- _What needs to be done_
From the data below, pick out and copy every line that contains the word "folding". Letter case must match.
####
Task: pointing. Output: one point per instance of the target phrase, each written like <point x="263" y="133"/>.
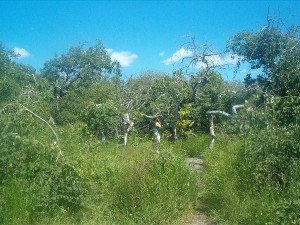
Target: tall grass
<point x="234" y="197"/>
<point x="123" y="185"/>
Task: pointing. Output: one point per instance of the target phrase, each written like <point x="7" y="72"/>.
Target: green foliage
<point x="155" y="190"/>
<point x="102" y="118"/>
<point x="276" y="53"/>
<point x="79" y="67"/>
<point x="30" y="157"/>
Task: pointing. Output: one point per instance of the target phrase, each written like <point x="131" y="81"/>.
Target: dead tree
<point x="221" y="113"/>
<point x="127" y="126"/>
<point x="155" y="126"/>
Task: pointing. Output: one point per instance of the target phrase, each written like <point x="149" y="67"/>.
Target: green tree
<point x="276" y="54"/>
<point x="79" y="67"/>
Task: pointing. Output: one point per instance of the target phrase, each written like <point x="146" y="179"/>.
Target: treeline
<point x="81" y="94"/>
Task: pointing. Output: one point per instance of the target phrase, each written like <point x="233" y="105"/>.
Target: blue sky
<point x="141" y="35"/>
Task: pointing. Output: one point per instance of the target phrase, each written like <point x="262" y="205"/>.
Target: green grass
<point x="232" y="197"/>
<point x="123" y="185"/>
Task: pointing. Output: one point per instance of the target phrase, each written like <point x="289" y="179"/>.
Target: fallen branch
<point x="222" y="113"/>
<point x="56" y="137"/>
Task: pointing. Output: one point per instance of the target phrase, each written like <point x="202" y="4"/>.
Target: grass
<point x="229" y="193"/>
<point x="124" y="185"/>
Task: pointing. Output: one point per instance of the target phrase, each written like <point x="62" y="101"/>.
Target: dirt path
<point x="197" y="216"/>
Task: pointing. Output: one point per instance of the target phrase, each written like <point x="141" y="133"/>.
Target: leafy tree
<point x="79" y="67"/>
<point x="276" y="53"/>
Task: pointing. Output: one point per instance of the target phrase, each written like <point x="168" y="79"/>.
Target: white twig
<point x="56" y="137"/>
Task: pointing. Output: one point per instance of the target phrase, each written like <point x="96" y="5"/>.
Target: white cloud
<point x="109" y="50"/>
<point x="125" y="58"/>
<point x="161" y="53"/>
<point x="214" y="60"/>
<point x="217" y="60"/>
<point x="177" y="56"/>
<point x="21" y="52"/>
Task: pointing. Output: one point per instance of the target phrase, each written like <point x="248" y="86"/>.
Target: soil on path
<point x="197" y="215"/>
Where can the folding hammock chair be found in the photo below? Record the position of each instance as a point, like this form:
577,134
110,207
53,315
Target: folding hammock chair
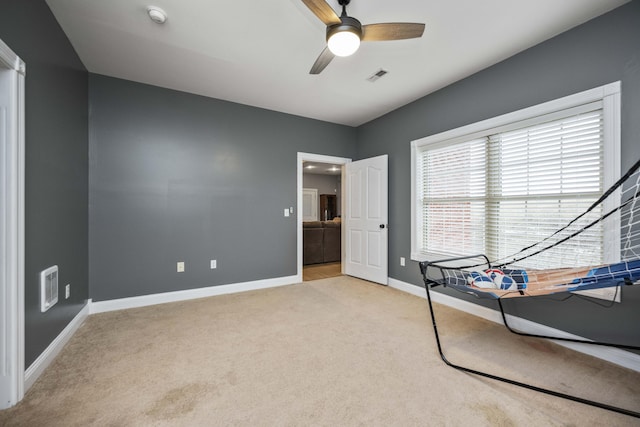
####
- _Correct answer_
Where can the folding hammock chair be found in the photo below? Record the position of each instance as a point, like this form:
Target: folding hammock chair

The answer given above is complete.